Work required:
Rescale the stretch of the data below from the line containing "Please determine if any white cloud" through the end, both ends included: reproduce only those lines, requests and all, with every box coordinate multiplied by 2.3 and rounded to a whole number, halves going up.
=-=-=
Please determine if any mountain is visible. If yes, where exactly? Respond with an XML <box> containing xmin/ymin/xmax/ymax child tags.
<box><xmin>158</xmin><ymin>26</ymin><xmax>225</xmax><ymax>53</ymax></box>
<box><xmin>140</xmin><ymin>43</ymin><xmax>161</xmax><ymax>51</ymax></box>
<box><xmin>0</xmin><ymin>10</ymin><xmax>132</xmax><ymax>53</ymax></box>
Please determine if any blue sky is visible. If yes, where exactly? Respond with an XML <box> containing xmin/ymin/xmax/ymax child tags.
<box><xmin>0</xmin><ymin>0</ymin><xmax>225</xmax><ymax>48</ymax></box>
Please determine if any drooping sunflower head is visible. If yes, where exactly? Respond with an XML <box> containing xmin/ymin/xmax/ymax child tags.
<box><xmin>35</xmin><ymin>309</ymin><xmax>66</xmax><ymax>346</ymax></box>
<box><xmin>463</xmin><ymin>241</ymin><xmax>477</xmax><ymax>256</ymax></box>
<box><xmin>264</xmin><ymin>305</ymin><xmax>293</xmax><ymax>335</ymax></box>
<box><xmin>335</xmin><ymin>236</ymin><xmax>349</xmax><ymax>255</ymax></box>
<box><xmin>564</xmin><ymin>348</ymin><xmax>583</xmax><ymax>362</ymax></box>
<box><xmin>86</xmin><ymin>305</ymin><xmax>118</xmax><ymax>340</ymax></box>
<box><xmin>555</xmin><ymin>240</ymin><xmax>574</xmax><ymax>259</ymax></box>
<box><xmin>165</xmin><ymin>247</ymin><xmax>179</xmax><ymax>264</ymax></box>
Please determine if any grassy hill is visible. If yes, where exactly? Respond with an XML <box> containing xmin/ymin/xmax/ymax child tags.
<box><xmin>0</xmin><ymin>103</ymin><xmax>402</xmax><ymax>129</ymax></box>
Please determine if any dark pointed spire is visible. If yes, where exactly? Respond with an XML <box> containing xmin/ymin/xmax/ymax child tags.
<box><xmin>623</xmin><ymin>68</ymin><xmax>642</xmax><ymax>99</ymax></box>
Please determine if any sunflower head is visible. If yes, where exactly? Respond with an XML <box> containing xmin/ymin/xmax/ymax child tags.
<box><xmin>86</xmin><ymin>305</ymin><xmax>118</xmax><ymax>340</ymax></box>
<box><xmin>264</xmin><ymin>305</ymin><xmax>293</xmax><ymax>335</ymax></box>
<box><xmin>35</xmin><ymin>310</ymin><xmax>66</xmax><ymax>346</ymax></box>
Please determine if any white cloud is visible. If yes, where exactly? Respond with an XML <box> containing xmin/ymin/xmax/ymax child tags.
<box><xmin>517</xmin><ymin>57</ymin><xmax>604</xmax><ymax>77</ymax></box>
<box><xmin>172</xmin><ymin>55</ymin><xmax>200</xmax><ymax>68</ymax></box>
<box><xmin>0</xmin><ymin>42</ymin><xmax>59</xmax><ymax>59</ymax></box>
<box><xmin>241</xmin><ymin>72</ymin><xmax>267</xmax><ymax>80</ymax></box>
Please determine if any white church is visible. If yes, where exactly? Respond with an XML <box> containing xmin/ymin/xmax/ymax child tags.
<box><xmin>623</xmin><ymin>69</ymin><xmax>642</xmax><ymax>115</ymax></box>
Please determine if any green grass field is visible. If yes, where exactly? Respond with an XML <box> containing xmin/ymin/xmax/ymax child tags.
=-=-=
Exercise result:
Please determine if any white cloud is visible. If yes, where exactly? Respond with an XML <box> containing xmin/ymin/xmax/ymax child tags.
<box><xmin>1189</xmin><ymin>131</ymin><xmax>1389</xmax><ymax>177</ymax></box>
<box><xmin>396</xmin><ymin>127</ymin><xmax>460</xmax><ymax>156</ymax></box>
<box><xmin>0</xmin><ymin>97</ymin><xmax>136</xmax><ymax>136</ymax></box>
<box><xmin>554</xmin><ymin>166</ymin><xmax>614</xmax><ymax>184</ymax></box>
Please determine if any white church is visible. If yes, where exactly? Respond with an XML <box> containing xmin/ymin/xmax/ymax child tags.
<box><xmin>1433</xmin><ymin>159</ymin><xmax>1477</xmax><ymax>265</ymax></box>
Please determine if any green grass field is visible. If yes, where exactly? Respond with an XML <box> containing xmin/ymin/xmax/ymax child tags.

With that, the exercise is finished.